**PROVIDED PASSAGE:**
══════════

With change, then, comes opportunity. Scottish nationalists have struggled in recent months as the wider economic climate, the war in Ukraine and legal obstacles to a referendum dimmed the spotlight on their independence campaign. A Prime Minister more tone deaf to demands of nationhood in the North, steeped in a country’s institutions, media and public as they are in Scotland, can however shift the momentum in this contest for the hearts and minds of the public. If Truss does not act quickly and deliver policies that ease the cost-of-living, her honeymoon in England could be even shorter alongside deeper discontent elsewhere.
But change – or stasis – sometimes breeds complacency. Welsh nationalists have a centuries-long habit of self-destruction at crucial political moments: Cymru Rydd’s capitulation to the rise and sudden fall of YesCymru. Emptiness in the current grassroots campaign and internal conflict in Plaid Cymru has destabilised the wider movement. Adam Price is only fortunate that he operates so closely to Welsh Labour that there is a united left-of-centre front, at least publicly, acting in unison under the elusive but intoxicating guise of ‘standing up for Wales’.
Nationalists should remember: marches and coalitions are not enough to make independence the dominant issue of the day. More successful in recent years has been highlighting the failures in Westminster peppered with calls to expand responsibilities for the Senedd.
A Truss premiership is predicted, however, to put support for independence close to a third in Wales. A long way to go, but still not so far off pre-referendum levels in Scotland. There are reports that the new Prime Minister favours expanding the threshold of support needed for a second Scottish referendum. How will the Welsh movement capitalise on destructive efforts such as this that manifest “muscular unionism”? Your guess is as good as mine.
More urgent will be reacting to the assault on devolution, started under Johnson but left unfinished. British intergovernmental relations are crucial at times of crisis but they are beyond repair when it comes to the principle of governance in England, Scotland, Northern Ireland and Wales respectively. Challenges launched by the Welsh government in the courts in response to measures such as the Internal Market Acts have achieved little. And during the next few weeks, it will be decisions in London not Cardiff Bay that have the potential to shift the dial. Where do devolved leaders fit into the art of governing on these most consequential issues for voters, namely energy prices and cost-of-living support?
But there are other unknowns we have yet to confront with this new Prime Minister. How can the Senedd retain its powers and withstand any further roll-back to London? Can Welsh nationalists seize the moment as debates in Scotland accelerate?
Make no mistake, the new Prime Minister will not let up in asserting the centralised government’s will over devolved nations. And, subsequently, it will raise calls for greater autonomy for Wales, better off on its own than the lot in Westminster, according to growing numbers.
Maybe they are right. But it was a coalition of nationalists, devolutionists and (pragmatic) unionists during the pandemic that called for greater powers for Wales, one step at a time, to assert the Welsh government’s position and advance the cause of the right level of self-determination.
What these calls truly meant for the practicalities of our governance has been difficult to assess beyond ad-hoc measures of sentiment. But we surely need a similar, reinvigorated movement in Wales at this most dramatic moment in British politics.
Predicting where we will be without it is like tackling the rest of our politics today: terrifying.

══════════

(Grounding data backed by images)

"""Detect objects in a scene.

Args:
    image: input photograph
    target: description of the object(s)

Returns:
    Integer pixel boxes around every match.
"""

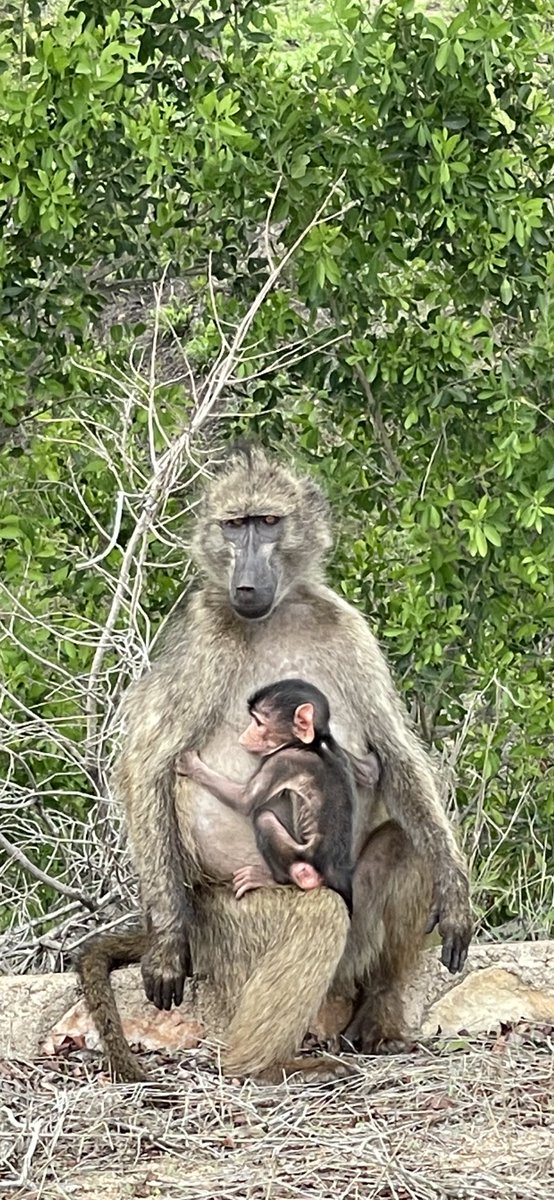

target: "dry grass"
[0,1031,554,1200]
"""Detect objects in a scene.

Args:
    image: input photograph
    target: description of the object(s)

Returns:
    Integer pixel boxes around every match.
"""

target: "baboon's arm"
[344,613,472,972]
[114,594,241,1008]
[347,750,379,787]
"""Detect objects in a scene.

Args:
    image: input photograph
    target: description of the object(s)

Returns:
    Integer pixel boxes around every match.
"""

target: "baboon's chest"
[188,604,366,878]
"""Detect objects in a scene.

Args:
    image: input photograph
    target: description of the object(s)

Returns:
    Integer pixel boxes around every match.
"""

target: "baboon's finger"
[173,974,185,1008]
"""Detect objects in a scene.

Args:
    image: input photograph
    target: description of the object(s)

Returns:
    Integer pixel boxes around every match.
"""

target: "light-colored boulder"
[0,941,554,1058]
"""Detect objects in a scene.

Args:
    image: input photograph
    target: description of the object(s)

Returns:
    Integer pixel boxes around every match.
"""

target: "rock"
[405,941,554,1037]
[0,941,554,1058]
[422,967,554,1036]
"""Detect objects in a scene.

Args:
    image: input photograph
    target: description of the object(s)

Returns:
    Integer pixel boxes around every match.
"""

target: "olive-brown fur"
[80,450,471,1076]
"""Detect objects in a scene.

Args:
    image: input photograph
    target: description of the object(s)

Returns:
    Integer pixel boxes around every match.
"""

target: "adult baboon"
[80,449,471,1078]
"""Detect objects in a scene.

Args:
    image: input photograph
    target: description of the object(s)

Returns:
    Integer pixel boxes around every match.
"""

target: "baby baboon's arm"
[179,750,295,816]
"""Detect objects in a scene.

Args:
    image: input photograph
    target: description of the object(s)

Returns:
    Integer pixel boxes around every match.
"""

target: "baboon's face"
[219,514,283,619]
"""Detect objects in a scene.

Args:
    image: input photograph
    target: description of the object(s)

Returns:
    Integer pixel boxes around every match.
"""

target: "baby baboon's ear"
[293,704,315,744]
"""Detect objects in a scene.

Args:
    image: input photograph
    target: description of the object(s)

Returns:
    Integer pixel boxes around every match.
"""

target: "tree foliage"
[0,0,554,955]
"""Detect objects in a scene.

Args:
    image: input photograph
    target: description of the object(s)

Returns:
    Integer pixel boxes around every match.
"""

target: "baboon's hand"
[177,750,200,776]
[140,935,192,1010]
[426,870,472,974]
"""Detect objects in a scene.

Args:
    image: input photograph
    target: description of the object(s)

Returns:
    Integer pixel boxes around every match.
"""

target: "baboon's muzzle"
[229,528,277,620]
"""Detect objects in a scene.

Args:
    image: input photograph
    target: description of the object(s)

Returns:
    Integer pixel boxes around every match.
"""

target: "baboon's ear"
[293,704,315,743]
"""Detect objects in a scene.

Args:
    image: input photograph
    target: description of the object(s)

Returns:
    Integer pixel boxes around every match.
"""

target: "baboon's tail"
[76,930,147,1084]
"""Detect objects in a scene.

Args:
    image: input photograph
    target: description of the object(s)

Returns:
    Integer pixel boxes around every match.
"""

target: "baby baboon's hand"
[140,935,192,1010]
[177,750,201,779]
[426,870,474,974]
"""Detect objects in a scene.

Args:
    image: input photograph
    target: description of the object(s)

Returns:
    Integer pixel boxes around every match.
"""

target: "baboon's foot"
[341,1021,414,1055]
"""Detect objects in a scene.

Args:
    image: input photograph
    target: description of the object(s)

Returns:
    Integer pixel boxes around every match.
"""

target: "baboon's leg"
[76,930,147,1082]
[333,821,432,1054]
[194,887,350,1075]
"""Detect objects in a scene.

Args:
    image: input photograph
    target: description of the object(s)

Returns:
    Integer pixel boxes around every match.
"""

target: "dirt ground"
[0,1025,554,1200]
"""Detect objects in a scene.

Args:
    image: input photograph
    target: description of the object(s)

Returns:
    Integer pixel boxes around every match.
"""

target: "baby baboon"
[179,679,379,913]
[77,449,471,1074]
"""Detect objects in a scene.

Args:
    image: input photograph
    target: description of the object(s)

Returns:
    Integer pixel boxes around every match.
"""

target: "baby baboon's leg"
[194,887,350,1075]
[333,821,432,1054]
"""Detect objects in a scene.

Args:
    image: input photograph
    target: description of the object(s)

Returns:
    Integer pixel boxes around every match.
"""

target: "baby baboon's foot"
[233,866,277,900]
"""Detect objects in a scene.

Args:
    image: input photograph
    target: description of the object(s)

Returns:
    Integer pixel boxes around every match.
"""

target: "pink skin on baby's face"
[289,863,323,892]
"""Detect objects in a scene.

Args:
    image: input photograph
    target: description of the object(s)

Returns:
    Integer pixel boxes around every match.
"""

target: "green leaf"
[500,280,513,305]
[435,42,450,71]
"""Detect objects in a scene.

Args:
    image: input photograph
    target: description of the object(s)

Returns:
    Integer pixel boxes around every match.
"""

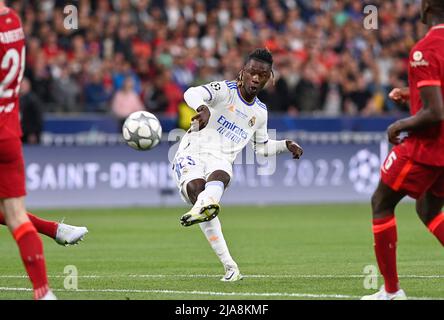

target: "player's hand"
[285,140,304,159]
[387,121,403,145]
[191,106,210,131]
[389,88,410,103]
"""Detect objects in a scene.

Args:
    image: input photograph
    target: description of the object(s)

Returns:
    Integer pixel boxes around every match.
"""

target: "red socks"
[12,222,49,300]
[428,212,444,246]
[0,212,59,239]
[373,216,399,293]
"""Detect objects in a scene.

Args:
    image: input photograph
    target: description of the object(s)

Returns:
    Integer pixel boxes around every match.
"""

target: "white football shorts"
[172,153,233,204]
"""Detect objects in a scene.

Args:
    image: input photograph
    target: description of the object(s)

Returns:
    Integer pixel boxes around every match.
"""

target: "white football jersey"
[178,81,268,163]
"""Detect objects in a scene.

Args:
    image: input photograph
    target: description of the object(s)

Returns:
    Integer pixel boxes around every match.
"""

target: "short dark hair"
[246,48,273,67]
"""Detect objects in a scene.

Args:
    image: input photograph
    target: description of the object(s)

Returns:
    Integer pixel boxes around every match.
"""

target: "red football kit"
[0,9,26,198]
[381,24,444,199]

══════════

**AIM OF THE TASK:**
Retype the article on Welsh nationalism from "What these calls" up to and including "in British politics.". The material has no connection to the article on Welsh nationalism.

**SOLVED PROBLEM:**
What these calls truly meant for the practicalities of our governance has been difficult to assess beyond ad-hoc measures of sentiment. But we surely need a similar, reinvigorated movement in Wales at this most dramatic moment in British politics.